• Exercise instructions
Rewrite the records below as a numbered list, omitting any blank lines.

• Material to process

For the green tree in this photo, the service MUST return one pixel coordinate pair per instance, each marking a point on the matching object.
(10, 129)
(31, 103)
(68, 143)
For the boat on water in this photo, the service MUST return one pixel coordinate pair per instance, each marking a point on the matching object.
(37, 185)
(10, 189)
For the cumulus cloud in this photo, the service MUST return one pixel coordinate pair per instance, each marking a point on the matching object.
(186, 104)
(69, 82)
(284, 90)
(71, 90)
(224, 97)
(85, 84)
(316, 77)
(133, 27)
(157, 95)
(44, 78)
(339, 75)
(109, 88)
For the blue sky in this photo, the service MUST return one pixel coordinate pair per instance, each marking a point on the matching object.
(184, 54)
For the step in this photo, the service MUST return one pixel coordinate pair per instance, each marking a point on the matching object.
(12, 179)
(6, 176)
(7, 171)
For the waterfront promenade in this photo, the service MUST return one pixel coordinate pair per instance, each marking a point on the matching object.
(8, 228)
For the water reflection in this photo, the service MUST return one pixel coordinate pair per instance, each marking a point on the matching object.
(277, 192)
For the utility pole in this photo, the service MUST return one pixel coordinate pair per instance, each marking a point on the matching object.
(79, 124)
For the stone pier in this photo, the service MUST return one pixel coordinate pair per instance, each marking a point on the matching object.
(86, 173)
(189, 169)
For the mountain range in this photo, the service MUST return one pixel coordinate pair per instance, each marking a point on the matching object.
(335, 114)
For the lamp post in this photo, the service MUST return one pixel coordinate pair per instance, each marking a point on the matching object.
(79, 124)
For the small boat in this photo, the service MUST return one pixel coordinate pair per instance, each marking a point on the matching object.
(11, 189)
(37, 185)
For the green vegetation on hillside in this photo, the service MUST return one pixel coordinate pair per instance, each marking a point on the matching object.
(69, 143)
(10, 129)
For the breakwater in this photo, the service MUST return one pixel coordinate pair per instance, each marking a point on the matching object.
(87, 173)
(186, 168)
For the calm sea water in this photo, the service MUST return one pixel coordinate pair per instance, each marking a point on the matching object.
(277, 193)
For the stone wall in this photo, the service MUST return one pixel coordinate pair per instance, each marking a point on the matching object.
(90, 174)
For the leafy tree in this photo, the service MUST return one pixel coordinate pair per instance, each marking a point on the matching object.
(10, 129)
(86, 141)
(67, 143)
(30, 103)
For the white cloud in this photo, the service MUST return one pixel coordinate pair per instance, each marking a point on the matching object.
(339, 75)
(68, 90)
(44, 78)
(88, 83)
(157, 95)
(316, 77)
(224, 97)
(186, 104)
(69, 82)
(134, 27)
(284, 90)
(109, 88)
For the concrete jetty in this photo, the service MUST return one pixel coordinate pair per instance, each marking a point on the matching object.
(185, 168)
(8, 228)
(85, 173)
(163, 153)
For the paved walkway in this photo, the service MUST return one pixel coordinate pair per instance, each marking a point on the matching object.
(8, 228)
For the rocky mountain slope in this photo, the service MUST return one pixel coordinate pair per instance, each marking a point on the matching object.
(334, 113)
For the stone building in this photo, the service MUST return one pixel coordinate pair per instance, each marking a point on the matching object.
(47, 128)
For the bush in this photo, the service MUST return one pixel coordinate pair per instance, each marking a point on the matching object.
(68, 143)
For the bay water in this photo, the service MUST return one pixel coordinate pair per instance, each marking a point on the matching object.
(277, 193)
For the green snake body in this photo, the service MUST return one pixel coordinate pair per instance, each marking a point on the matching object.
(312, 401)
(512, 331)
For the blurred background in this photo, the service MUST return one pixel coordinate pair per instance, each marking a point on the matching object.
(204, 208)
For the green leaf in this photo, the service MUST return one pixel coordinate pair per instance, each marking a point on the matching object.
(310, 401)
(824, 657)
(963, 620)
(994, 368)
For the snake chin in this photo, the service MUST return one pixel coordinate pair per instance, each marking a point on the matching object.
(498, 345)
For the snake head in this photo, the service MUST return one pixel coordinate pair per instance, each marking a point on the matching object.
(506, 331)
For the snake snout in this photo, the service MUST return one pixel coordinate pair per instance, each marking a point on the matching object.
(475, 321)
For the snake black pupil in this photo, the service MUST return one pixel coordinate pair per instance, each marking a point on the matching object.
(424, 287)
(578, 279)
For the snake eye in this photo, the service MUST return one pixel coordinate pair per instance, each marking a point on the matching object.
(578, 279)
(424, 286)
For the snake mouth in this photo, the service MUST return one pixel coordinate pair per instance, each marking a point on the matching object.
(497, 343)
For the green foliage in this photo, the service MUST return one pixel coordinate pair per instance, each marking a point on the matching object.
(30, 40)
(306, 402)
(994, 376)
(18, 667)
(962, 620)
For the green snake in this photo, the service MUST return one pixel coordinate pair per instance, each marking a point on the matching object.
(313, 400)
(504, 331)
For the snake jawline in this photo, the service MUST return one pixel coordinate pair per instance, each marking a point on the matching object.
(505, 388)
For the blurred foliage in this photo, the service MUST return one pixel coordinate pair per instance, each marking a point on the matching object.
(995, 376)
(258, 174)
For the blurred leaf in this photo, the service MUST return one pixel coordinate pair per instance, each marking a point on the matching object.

• Correct answer
1. For the green tree in this photo, the service MUST return one pixel coordinate pair per instance, each marking a point on the matching object.
2. (10, 129)
3. (31, 103)
4. (68, 143)
5. For the boat on water in this photo, the service MUST return one pixel coordinate pair per instance, each marking a point on the matching object.
6. (37, 185)
7. (10, 189)
8. For the cumulus cloud in this photo, the service MUST return one pixel coordinate pair per instance, each marking a point on the matching object.
9. (186, 104)
10. (69, 82)
11. (284, 90)
12. (71, 90)
13. (224, 97)
14. (85, 84)
15. (316, 77)
16. (133, 27)
17. (157, 95)
18. (44, 78)
19. (339, 75)
20. (109, 88)
21. For the blue sky in this photo, the service MUST return one pixel coordinate pair per instance, each marking a point on the matching object.
22. (184, 54)
23. For the step in this photo, the service MUST return one pixel coordinate pair per instance, each marking a point on the matching object.
24. (12, 179)
25. (6, 176)
26. (7, 171)
27. For the waterfront promenade in this photo, the service MUST return one pixel coordinate pair per instance, each marking a point on the matching object.
28. (8, 228)
29. For the water reflection in this photo, the service MUST return one pixel coordinate pair per instance, each marking a point on the matching object.
30. (277, 192)
31. For the utility pole in this photo, the service MUST return one pixel coordinate pair per instance, each marking a point on the matching object.
32. (79, 124)
33. For the stone pier in this photo, the service MUST return one pixel coordinate pair per instance, each marking a point on the matching object.
34. (86, 173)
35. (189, 169)
36. For the mountain range in this photo, the service MUST return one pixel coordinate pair per instance, each marking a point on the matching object.
37. (335, 114)
38. For the lamp post in this photo, the service MUST return one pixel coordinate pair per instance, each marking a point on the matching object.
39. (79, 124)
40. For the small boat in this photo, the service MUST return one pixel coordinate pair per instance, each marking a point on the matching object.
41. (11, 189)
42. (37, 185)
43. For the green vegetation on hillside in this photo, the service MUST return one pixel coordinate pair per instance, each marking a point on the matching object.
44. (69, 143)
45. (10, 129)
46. For the breakwater in this photo, the service MUST return one pixel coordinate pair per instance, each marking a point on the matching object.
47. (87, 173)
48. (186, 168)
49. For the calm sea water in this photo, the service MUST return one pixel coordinate pair per instance, each marking a point on the matching object.
50. (277, 193)
51. For the stone wall in this photo, the service MUST return one pixel coordinate pair per instance, each marking a point on the matching object.
52. (90, 174)
53. For the leafy tree in this photo, the service MUST return one pixel coordinate pair per instance, each marking a point on the matching object.
54. (10, 129)
55. (86, 141)
56. (67, 143)
57. (30, 103)
58. For the white cloud in this photo, the service MUST return one pixel coordinate pair per instance, each marking a point on the matching object.
59. (339, 75)
60. (68, 90)
61. (44, 78)
62. (88, 83)
63. (157, 95)
64. (316, 77)
65. (224, 97)
66. (186, 104)
67. (69, 82)
68. (134, 27)
69. (284, 90)
70. (109, 88)
71. For the concrete jetty in this photo, the service MUST return one pixel coordinate pair per instance, each marking a point on the matching object.
72. (185, 168)
73. (8, 228)
74. (85, 173)
75. (163, 153)
76. For the paved walkway in this photo, the service MUST return one pixel coordinate pair per instance, each marking a point on the matching object.
77. (8, 228)
78. For the rocky mountain slope in this photo, the service MUST return one pixel coordinate pair per instance, each marking a point on the matching object.
79. (334, 113)
80. For the stone building in this photo, the service MUST return one pixel coordinate pair per instance, each marking a point on the matching object.
81. (47, 128)
82. For the bush in this photo, the service MUST return one pixel coordinate pair per instance, each marking a point on the matching object.
83. (68, 143)
84. For the bay water in this photo, the service MUST return one pixel coordinate pair per instance, each marking a point on the matching object.
85. (277, 193)
86. For the green snake body in this photo, the service MUST return one pixel coordinate pair per instance, each marking a point on the matching object.
87. (312, 401)
88. (512, 331)
89. For the blurred background in this photo, the service MUST return one pixel coordinate pair per instance, each marking a point on the matching object.
90. (204, 208)
91. For the green leaf in this photo, the service MUST return one pixel coordinate pair per instance, each marking a point on the matching object.
92. (310, 401)
93. (824, 657)
94. (963, 620)
95. (994, 368)
96. For the snake chin in this photo, the service MUST return one pixel coordinate pair per instance, each marking a point on the matching object.
97. (498, 345)
98. For the snake head in this photo, the service MUST return one pixel coordinate pair per instance, each marking a point on the matching object.
99. (506, 331)
100. For the snake snout in this photo, the service MUST return one pixel coordinate pair per instance, each marking a point on the matching object.
101. (475, 321)
102. For the snake black pupil in this photo, the service MUST return one pixel coordinate pair per instance, each marking a point on the matching object.
103. (424, 287)
104. (578, 279)
105. For the snake eye in this photo, the service MUST return one pixel coordinate pair per instance, each marking a point on the matching object.
106. (578, 279)
107. (424, 286)
108. For the snake mouth in this photo, the service MUST return one pixel coordinate pair per instance, each marking a point on the matching object.
109. (497, 343)
110. For the green foliage in this photo, the service MUST return one pixel coordinate pair per instance, each marking a point on the matching object.
111. (30, 40)
112. (306, 402)
113. (994, 376)
114. (18, 667)
115. (962, 620)
116. For the green snake in this photo, the service MUST return one pixel coordinate pair per instance, each marking a point on the matching object.
117. (313, 400)
118. (504, 331)
119. For the snake jawline in this photo, the service MUST return one pixel coordinate pair per instance, each marking a point on the matching object.
120. (505, 388)
121. For the blurred foliage in this photo, the service MUST return one pixel coordinate pair per instance, each marking a point on the matching object.
122. (995, 376)
123. (258, 174)
124. For the blurred leaf in this photo, the service MUST return one pixel coordinate pair per instance, each marking a point on the matching object.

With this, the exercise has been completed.